**Task directions:** Output, word for word, the span of lines that starts at the one containing "Category: wooden stile" and ends at the last line of the records.

**Data to use:**
⁂

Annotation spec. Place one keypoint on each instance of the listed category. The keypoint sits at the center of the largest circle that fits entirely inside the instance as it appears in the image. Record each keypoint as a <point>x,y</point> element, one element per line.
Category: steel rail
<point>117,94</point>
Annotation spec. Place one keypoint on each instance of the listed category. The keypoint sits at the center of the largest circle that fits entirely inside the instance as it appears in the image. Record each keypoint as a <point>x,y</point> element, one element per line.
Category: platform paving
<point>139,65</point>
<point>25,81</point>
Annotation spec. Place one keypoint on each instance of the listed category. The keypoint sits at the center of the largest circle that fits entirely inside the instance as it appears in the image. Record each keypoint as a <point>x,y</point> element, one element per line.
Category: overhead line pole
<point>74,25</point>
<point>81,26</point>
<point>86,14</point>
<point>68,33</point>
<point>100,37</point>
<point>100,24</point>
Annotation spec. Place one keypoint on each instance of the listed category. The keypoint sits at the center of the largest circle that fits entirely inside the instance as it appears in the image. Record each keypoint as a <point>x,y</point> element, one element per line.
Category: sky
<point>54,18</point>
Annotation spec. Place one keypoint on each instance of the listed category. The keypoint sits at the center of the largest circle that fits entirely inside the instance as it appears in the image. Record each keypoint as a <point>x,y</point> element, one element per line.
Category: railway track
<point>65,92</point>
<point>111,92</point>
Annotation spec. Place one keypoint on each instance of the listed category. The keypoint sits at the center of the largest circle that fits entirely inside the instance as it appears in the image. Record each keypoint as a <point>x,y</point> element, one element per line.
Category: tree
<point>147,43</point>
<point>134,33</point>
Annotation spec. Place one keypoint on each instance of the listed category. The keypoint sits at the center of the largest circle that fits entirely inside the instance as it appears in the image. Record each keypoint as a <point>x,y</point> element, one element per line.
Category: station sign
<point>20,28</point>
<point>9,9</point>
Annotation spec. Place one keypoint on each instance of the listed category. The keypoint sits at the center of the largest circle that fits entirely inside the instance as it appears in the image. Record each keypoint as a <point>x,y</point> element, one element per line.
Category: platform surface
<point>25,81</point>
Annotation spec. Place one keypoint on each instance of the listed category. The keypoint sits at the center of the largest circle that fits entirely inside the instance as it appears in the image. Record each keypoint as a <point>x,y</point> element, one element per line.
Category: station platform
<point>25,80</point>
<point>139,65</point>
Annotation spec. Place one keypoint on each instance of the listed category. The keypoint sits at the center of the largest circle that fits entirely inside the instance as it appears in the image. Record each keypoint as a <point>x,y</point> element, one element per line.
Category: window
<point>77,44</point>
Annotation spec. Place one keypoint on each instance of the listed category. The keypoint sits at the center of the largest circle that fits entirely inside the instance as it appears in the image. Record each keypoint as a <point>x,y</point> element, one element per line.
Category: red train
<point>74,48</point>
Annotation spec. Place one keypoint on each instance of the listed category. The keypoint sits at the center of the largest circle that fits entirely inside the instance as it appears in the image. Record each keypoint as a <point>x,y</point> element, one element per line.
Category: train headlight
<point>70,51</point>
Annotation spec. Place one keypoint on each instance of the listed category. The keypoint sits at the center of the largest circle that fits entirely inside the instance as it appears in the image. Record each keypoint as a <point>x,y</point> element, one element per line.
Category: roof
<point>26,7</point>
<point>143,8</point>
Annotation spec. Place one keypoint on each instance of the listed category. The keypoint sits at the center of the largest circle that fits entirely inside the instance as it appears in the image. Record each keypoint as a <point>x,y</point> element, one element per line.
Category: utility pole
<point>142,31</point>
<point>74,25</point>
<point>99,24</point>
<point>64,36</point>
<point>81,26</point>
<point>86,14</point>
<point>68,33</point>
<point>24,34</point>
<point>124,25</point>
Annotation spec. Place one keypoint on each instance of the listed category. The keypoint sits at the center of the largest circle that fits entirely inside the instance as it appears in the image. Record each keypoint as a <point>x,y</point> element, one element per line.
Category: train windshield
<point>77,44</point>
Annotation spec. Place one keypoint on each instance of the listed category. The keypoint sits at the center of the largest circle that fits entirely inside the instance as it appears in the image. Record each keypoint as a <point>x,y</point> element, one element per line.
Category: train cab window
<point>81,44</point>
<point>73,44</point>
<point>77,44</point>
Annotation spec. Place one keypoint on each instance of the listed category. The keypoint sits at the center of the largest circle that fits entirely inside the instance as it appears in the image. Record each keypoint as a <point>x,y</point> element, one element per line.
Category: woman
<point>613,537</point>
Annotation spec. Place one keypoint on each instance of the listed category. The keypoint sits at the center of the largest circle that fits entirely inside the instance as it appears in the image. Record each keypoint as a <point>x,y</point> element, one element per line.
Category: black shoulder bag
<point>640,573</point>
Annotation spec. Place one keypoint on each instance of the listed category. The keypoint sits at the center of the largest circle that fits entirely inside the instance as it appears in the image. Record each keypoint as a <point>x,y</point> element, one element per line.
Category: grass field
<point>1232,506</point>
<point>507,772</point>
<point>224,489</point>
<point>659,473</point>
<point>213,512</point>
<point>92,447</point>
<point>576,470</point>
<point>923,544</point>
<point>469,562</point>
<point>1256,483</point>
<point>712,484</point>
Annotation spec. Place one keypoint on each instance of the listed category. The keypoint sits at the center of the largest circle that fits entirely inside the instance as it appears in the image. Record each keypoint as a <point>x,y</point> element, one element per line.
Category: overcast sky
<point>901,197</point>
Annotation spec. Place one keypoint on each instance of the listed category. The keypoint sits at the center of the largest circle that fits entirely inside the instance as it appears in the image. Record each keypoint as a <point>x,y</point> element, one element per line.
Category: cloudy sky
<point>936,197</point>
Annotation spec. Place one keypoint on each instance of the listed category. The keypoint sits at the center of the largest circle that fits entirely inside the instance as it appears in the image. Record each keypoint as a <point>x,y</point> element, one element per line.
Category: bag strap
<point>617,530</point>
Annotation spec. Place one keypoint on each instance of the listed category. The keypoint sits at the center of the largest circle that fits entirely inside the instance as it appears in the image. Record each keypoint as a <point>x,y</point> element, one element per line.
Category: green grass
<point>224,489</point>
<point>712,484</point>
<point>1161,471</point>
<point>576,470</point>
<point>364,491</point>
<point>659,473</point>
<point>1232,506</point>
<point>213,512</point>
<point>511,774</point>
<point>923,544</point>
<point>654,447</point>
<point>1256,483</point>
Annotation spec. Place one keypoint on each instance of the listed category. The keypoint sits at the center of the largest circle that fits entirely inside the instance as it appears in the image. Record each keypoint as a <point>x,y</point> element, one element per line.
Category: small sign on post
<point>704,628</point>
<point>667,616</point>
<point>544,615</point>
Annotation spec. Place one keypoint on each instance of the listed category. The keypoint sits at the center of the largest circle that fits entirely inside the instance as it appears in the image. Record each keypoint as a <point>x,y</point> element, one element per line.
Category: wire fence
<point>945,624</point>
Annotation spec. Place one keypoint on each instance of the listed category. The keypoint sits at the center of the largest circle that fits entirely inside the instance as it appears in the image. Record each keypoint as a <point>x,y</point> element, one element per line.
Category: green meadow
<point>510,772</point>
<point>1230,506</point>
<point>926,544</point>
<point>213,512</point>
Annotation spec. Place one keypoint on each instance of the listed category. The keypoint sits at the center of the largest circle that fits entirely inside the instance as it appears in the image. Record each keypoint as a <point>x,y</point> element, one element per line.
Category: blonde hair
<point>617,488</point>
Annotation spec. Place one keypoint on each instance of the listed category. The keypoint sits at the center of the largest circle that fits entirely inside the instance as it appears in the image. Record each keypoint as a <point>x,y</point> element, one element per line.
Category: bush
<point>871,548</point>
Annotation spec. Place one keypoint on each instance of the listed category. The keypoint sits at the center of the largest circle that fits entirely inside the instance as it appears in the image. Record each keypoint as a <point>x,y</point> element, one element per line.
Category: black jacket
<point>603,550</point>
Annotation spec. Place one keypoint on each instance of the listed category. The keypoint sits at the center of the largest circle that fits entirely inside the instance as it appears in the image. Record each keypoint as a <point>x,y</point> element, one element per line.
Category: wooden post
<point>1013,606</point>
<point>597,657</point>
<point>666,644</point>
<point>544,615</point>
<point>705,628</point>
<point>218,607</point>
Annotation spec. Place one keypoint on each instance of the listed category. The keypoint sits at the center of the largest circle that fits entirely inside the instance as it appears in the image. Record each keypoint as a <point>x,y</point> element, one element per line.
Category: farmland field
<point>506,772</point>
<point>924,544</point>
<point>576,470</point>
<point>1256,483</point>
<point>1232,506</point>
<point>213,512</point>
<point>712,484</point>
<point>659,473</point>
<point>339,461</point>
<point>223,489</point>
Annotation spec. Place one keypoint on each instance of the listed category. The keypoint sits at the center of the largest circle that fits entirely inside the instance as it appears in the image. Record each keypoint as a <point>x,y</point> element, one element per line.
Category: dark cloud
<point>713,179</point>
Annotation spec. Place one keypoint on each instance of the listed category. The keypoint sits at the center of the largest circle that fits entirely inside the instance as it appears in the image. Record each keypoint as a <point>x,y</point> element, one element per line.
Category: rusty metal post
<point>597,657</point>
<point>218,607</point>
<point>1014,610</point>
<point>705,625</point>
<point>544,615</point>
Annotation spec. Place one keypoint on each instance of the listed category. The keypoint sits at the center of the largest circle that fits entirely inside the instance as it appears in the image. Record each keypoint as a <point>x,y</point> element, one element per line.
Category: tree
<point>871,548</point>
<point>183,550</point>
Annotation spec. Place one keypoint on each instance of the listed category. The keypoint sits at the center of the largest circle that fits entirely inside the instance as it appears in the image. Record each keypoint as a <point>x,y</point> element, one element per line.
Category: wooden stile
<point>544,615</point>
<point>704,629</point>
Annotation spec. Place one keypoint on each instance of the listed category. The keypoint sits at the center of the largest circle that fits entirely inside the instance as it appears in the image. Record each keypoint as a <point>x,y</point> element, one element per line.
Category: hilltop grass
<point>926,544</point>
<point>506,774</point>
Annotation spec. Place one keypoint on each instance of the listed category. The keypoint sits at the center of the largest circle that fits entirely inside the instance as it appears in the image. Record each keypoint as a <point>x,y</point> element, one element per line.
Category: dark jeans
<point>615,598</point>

⁂

**Solution to the problem:**
Category: wooden stile
<point>544,615</point>
<point>704,629</point>
Annotation spec. Place one keypoint on each instance of the listed category. The keypoint sits at the center of the largest circle that fits entirely inside the instance as it appears in the image. Record each keypoint as a <point>x,y</point> element, one element per line.
Category: hilltop grass
<point>926,544</point>
<point>506,774</point>
Annotation spec. Place one keypoint on each instance of the listed category. The keypoint sits at the center of the largest circle that fits entirely inside the instance as it appears in the image. Record each keypoint as a <point>x,y</point> element, one element per line.
Category: dark jeans
<point>615,598</point>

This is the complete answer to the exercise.